**WHAT IS BEING ASKED:**
When you reach the line in the data below that contains "hand? Indicate one point per instance.", please start repeating lines exactly, and stop after the line that contains "trunk? Indicate one point per instance.", repeating nothing else.

**SUPPLIED MATERIAL:**

_____

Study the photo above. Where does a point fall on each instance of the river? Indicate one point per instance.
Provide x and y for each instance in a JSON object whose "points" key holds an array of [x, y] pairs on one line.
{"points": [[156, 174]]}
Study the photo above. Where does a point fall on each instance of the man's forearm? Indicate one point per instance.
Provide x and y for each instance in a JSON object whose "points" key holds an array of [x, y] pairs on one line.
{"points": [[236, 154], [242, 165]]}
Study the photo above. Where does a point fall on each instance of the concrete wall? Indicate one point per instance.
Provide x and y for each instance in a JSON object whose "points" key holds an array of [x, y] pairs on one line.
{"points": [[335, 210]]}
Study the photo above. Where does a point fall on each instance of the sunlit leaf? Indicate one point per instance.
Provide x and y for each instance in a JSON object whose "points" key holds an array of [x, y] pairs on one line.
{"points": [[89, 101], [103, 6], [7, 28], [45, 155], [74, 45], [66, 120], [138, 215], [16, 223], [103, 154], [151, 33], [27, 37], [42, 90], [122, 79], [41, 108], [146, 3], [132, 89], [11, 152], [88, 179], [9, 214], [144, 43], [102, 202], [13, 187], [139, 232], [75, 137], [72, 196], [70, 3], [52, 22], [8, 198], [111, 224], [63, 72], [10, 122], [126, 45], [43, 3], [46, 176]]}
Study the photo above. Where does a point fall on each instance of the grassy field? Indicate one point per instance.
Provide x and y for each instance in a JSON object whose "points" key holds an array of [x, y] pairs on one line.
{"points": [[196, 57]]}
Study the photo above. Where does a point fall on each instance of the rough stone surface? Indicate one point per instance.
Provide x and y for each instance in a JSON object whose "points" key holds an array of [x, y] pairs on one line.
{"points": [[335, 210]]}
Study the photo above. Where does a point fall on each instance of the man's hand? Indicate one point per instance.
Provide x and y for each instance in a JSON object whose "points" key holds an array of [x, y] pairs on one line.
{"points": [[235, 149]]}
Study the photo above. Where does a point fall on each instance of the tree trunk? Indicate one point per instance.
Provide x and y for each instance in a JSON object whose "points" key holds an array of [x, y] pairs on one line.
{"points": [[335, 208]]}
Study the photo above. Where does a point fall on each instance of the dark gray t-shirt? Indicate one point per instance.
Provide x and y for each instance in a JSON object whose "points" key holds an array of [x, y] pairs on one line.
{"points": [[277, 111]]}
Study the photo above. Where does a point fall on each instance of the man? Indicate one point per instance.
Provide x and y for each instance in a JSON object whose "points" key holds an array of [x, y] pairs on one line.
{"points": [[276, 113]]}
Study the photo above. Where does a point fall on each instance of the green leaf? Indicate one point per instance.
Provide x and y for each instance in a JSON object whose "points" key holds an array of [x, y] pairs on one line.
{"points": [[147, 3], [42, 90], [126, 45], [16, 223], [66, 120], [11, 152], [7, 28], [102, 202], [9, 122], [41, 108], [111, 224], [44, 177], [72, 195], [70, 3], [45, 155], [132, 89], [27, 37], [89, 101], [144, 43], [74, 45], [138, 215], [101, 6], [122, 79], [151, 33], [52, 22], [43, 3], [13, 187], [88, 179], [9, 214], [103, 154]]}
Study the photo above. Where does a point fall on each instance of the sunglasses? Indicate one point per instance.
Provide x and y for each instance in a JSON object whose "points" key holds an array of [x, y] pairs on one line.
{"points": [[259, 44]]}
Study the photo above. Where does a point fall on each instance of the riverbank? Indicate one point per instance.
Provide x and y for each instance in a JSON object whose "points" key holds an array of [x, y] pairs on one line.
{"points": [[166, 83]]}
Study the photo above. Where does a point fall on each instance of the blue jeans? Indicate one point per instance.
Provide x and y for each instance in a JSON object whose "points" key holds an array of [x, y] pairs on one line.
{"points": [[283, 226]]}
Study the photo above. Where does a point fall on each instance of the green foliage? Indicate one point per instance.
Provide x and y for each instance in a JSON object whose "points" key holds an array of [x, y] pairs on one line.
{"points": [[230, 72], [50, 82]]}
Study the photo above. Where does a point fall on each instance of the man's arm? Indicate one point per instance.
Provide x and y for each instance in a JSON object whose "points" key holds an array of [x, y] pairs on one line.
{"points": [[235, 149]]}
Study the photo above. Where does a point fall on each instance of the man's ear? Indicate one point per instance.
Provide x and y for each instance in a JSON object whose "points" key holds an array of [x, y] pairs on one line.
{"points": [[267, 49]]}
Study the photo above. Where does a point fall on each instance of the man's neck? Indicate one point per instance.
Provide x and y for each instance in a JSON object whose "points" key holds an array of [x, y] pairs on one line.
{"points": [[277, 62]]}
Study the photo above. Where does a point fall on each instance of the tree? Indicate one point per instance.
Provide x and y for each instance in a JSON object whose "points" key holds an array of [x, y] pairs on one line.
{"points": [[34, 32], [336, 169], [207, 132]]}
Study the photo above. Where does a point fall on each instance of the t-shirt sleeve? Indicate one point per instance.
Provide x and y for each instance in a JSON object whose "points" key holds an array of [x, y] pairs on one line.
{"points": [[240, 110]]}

_____

**EXERCISE SOLUTION:**
Study the photo above. Where does a point fall on each instance of the man's hand? Indicate one point per instance.
Provide x and y for each instance in a JSON object whose "points" key holds an array of [x, y] pairs on one line.
{"points": [[235, 149]]}
Study the photo above. Where does a point fall on each instance of the tree trunk? Indicate one point per instance.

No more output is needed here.